LINDA WERTHEIMER, HOST:

This last weekend of the year, we're looking back on some of the best books of 2012. In this encore broadcast, Glen Weldon highlights two graphic novels from the past year, starting with one called "Drama" by Raina Telgemeier.

GLEN WELDON: "Drama" is a young adult graphic novel about a middle-school girl named Callie...

UNIDENTIFIED GIRL #1: (as Callie) What's up?

WELDON: ...who is a complete theater nerd.

UNIDENTIFIED GIRL #1: (as Callie) I've never seen a live production of "Moon over Mississippi," but I have the deluxe edition soundtrack, which has a ton of photos from the original Broadway production. And they built this amazing...

UNIDENTIFIED BOY: (as character) OK, Callie. We get it.

--------------------------------------------------

■ What you need to do:
**1.** Reproduce the broadcast transcript from "This last weekend" up to and including "Callie) What's up?".
**2.** According to the broadcast transcript, who created the graphic novel "Drama"?
**3.** Decide whether each statement agrees with the broadcast transcript, and answer yes or no with the deciding words quoted: (a) The broadcast looks back on some of the best books of 2012. (b) Callie has seen a live production of "Moon over Mississippi." (c) Glen Weldon highlights three graphic novels.
The rows have nothing to do with the broadcast transcript.

--------------------------------------------------

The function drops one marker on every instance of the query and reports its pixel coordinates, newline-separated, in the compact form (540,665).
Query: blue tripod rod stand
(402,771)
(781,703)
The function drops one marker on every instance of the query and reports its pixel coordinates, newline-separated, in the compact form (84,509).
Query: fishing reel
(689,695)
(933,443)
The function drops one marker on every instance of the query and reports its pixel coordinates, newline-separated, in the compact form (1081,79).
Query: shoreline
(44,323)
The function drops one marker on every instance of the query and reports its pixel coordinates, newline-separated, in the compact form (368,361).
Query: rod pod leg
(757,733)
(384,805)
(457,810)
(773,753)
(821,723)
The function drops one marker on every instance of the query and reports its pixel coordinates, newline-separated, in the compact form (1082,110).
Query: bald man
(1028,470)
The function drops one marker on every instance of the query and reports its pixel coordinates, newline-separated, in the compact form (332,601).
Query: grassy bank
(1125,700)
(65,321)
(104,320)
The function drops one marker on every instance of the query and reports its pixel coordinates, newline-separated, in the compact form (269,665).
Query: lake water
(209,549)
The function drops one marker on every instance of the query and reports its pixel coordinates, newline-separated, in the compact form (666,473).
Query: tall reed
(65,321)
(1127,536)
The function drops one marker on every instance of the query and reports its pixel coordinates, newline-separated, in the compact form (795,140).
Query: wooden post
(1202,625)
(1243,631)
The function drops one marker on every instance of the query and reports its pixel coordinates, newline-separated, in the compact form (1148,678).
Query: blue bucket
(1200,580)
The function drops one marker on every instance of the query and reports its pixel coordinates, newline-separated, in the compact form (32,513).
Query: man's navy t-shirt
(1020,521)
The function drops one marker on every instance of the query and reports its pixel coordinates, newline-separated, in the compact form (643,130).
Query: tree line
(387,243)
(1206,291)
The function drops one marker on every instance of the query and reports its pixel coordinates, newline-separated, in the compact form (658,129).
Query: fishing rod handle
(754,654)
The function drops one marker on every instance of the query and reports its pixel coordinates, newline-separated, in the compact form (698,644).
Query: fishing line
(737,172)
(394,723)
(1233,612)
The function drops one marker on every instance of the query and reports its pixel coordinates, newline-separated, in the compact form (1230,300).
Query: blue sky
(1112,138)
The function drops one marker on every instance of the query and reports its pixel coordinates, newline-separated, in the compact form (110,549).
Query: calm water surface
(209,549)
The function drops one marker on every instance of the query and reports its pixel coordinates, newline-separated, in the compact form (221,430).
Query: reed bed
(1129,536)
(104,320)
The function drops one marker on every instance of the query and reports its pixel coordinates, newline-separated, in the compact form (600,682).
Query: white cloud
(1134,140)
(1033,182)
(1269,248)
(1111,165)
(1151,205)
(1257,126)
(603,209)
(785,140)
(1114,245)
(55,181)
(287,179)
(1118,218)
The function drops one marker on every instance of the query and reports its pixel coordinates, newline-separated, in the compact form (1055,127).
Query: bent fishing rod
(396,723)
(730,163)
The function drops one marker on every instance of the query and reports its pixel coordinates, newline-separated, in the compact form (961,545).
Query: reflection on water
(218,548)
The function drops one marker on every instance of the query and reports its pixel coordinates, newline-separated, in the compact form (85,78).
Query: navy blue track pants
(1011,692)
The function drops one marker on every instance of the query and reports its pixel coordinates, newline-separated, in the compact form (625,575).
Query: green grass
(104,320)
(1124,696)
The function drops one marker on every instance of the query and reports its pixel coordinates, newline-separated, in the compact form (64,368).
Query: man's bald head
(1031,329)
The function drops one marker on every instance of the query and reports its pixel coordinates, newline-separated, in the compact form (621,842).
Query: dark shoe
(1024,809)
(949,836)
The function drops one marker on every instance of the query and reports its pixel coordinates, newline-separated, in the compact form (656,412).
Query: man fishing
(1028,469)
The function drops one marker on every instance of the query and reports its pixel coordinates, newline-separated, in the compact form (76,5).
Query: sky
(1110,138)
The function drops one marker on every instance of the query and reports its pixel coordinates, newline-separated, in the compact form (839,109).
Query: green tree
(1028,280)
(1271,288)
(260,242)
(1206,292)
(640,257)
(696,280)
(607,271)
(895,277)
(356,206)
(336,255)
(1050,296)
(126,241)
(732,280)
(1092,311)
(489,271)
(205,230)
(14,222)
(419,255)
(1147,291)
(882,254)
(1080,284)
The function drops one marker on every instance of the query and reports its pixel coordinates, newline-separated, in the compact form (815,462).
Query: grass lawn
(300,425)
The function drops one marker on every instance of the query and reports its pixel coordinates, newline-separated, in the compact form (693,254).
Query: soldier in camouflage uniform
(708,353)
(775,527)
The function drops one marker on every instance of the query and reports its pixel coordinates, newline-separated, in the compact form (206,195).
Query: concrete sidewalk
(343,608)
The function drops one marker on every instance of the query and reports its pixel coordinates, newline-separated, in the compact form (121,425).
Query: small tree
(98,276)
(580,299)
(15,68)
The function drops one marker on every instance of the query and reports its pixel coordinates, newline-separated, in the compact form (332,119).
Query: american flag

--------------------------------------------------

■ Expected responses:
**1.**
This last weekend of the year, we're looking back on some of the best books of 2012. In this encore broadcast, Glen Weldon highlights two graphic novels from the past year, starting with one called "Drama" by Raina Telgemeier.

GLEN WELDON: "Drama" is a young adult graphic novel about a middle-school girl named Callie...

UNIDENTIFIED GIRL #1: (as Callie) What's up?

**2.** Raina Telgemeier

**3.**
(a) Yes: "we're looking back on some of the best books of 2012"
(b) No: "I've never seen a live production"
(c) No: "Glen Weldon highlights two graphic novels"